■ Task item ■
Your task is to copy the stretch of lines in the records below that begins with the line containing "# indicate the man's ear with a pin" and ends with the line containing "# indicate the young man in hoodie with a pin", exactly as written, with nothing added.

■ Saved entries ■
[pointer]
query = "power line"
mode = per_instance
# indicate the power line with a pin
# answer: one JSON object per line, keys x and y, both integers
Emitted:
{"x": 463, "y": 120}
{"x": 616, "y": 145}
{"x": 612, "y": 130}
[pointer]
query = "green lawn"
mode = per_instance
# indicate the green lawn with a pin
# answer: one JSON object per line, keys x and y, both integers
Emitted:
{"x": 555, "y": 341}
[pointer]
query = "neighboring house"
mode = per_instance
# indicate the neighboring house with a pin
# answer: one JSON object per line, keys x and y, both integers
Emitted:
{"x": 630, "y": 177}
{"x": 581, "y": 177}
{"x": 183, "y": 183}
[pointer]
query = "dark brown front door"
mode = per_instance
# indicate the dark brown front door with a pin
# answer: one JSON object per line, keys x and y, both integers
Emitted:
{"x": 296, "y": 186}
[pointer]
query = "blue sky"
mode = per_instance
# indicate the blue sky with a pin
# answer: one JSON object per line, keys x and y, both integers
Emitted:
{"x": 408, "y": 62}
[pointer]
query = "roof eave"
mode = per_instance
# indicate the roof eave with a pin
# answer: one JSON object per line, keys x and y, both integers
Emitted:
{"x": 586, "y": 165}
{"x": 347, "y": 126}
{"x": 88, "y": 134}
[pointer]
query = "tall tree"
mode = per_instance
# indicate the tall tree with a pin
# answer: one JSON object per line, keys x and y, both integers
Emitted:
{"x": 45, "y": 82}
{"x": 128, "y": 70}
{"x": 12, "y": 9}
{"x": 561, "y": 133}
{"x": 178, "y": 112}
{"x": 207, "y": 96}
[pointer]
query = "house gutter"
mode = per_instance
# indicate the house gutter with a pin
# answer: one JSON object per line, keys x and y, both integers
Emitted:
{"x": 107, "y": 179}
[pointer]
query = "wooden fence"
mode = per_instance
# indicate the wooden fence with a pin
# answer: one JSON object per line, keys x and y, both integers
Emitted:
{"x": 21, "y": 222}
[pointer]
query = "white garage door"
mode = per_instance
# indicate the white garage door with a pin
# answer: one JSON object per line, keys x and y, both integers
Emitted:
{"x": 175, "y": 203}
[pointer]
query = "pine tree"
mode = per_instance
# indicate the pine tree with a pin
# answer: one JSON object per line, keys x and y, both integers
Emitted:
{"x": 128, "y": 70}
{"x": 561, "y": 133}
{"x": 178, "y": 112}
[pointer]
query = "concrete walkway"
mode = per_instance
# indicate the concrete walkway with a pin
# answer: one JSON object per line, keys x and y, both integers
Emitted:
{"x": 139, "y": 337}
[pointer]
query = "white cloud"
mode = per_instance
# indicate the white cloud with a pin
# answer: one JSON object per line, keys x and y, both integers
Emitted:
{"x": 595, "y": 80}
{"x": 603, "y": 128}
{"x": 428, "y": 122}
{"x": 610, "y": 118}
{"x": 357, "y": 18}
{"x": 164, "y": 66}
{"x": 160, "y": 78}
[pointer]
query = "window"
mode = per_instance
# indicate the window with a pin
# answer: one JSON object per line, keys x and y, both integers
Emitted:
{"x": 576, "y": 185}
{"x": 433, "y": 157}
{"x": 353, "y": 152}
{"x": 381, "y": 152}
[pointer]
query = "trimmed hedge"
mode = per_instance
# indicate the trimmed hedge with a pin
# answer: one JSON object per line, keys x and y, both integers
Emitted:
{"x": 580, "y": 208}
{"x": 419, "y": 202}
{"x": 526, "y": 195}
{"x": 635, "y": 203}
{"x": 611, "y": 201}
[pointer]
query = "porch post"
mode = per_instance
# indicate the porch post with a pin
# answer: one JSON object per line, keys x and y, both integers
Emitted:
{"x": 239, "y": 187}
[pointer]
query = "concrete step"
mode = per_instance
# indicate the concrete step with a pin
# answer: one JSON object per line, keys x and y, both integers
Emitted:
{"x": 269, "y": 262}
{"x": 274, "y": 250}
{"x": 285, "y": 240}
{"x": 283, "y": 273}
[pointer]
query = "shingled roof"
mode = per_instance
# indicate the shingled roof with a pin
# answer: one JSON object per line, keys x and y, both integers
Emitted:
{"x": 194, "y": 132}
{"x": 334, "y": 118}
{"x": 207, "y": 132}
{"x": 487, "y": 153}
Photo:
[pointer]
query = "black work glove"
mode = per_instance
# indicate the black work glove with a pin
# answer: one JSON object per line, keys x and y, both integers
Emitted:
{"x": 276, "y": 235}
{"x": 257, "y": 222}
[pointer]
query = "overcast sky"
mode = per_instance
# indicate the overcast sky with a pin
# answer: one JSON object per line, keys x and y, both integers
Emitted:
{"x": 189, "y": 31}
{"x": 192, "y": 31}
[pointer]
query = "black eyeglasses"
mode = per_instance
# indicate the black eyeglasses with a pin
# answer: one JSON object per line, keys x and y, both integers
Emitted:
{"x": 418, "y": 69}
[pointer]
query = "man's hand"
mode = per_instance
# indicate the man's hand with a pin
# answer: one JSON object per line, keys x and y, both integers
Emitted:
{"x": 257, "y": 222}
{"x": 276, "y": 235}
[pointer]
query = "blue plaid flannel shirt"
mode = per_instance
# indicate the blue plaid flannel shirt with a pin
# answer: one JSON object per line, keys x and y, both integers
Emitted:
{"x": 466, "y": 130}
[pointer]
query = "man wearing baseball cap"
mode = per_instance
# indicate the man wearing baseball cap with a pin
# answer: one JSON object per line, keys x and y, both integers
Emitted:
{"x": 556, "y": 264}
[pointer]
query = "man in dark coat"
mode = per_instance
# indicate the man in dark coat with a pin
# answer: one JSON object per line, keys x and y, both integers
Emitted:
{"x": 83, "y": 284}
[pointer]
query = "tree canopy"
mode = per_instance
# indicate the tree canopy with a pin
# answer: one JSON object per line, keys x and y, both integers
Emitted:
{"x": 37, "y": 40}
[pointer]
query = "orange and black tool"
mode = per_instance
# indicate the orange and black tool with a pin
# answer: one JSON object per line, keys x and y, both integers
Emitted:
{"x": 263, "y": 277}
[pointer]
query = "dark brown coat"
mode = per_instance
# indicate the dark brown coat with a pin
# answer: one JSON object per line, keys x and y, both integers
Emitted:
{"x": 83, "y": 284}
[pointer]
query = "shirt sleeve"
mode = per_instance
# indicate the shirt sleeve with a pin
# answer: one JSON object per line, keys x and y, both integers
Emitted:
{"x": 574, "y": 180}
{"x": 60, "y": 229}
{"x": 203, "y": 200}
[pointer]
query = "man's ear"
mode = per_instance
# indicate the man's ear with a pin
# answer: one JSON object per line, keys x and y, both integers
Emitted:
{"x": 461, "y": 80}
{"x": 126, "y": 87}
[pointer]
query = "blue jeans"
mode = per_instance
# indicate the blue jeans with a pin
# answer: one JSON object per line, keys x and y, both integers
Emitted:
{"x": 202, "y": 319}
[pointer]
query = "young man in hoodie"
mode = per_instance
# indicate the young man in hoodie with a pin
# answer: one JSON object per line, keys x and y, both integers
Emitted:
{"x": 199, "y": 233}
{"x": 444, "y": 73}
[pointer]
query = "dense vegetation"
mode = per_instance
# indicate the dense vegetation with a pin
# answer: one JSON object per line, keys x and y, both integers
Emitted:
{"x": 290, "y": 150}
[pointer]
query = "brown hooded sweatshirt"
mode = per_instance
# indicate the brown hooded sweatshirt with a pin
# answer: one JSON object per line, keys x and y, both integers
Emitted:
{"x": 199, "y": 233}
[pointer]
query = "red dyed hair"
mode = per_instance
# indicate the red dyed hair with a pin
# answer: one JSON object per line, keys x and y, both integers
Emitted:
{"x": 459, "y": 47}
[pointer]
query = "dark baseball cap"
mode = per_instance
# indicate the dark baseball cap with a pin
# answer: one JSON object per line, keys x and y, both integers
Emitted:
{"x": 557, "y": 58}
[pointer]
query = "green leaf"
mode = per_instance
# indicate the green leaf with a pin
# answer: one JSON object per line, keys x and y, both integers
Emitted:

■ Your response ■
# indicate the man's ear with a pin
# answer: one JSON object per line, keys x and y, both integers
Emitted:
{"x": 461, "y": 80}
{"x": 126, "y": 87}
[pointer]
query = "blue jeans"
mode = per_instance
# indicate the blue jeans with a pin
# answer: one JSON object per line, keys x and y, both integers
Emitted:
{"x": 202, "y": 319}
[pointer]
query = "young man in hoodie"
mode = per_instance
# indicate the young man in hoodie with a pin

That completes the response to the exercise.